» Your objective
Restate the records below word for word.

» Working data
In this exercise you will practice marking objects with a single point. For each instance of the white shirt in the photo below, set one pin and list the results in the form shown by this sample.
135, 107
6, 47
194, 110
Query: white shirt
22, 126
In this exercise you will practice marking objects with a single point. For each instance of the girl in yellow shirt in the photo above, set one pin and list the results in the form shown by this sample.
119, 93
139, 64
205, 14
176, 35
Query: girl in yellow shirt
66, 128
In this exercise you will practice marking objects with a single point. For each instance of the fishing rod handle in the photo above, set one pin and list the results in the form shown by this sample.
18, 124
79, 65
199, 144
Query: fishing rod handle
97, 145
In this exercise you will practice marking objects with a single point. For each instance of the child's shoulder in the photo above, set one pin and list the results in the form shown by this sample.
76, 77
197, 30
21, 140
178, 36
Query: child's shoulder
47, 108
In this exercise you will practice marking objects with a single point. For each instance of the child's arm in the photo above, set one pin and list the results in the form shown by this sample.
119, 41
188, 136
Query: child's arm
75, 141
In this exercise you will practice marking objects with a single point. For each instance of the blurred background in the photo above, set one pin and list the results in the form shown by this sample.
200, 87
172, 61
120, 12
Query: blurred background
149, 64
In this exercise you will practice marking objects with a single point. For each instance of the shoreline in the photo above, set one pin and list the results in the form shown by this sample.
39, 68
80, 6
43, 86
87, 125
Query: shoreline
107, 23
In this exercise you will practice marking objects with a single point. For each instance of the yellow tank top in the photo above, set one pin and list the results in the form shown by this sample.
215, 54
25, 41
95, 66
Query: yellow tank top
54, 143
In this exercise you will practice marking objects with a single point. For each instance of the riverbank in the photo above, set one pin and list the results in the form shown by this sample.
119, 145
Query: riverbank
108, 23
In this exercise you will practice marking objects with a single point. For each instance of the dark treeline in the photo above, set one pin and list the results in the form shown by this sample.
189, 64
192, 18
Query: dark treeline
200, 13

» Task response
In this exercise you will practice marking objects with a single point. For each instance of the white shirt in the photo below, set one pin and list the results in the form shown by this sample.
135, 107
6, 47
194, 110
Query: white shirt
22, 126
In this exercise you will practice marking objects with a single point. For each instance of the girl in yellow shirt in the photo above, set one pin and list the results in the form shown by this sample.
119, 93
139, 64
205, 14
176, 35
Query: girl in yellow shirt
66, 128
In this exercise you will practice marking objects with a single point. For each instance of the fishing rod handle in the photo above, set one pin and list the results in the form shown by this sample.
18, 124
79, 65
199, 144
Query: fishing rod handle
97, 145
In this exercise you will practice marking objects with a single point. For each instance of the child's shoulder in the photo above, set one pin and list the results in the form shown by this sample.
76, 77
197, 30
21, 140
178, 36
Query: child's shoulder
47, 108
In this exercise you will practice marking objects with a single point. For each instance of the child's arm in the photo above, set one pin and list the results in the form shown by this sample.
119, 41
188, 136
Query: child's arm
75, 141
In this exercise you will practice marking objects with a single point. For each instance of the blurred background in the photo above, set one pin and list the results in the form shown by this sample.
200, 87
172, 61
120, 12
Query: blurred background
149, 64
In this exercise you will practice marking objects with a single point. For each instance of the shoreline in the photo above, set one pin and list the results in the form shown by this sample.
39, 68
80, 6
43, 86
87, 125
Query: shoreline
107, 23
In this exercise you will practice marking objects with a single point. For each instance of the yellow tank top in the photo above, set one pin and list the results in the form shown by this sample.
215, 54
25, 41
95, 66
Query: yellow tank top
54, 143
In this exercise you will practice marking objects with a single point. For each instance of the riverbank in the photo above, set one pin and list the results in the form shown by this sample.
119, 145
Query: riverbank
108, 23
In this exercise you will practice marking objects with a single point. For each instance of the dark treeline in the photo above, set one pin and list the results in the form shown by this sample.
189, 64
192, 18
Query: dark treeline
200, 13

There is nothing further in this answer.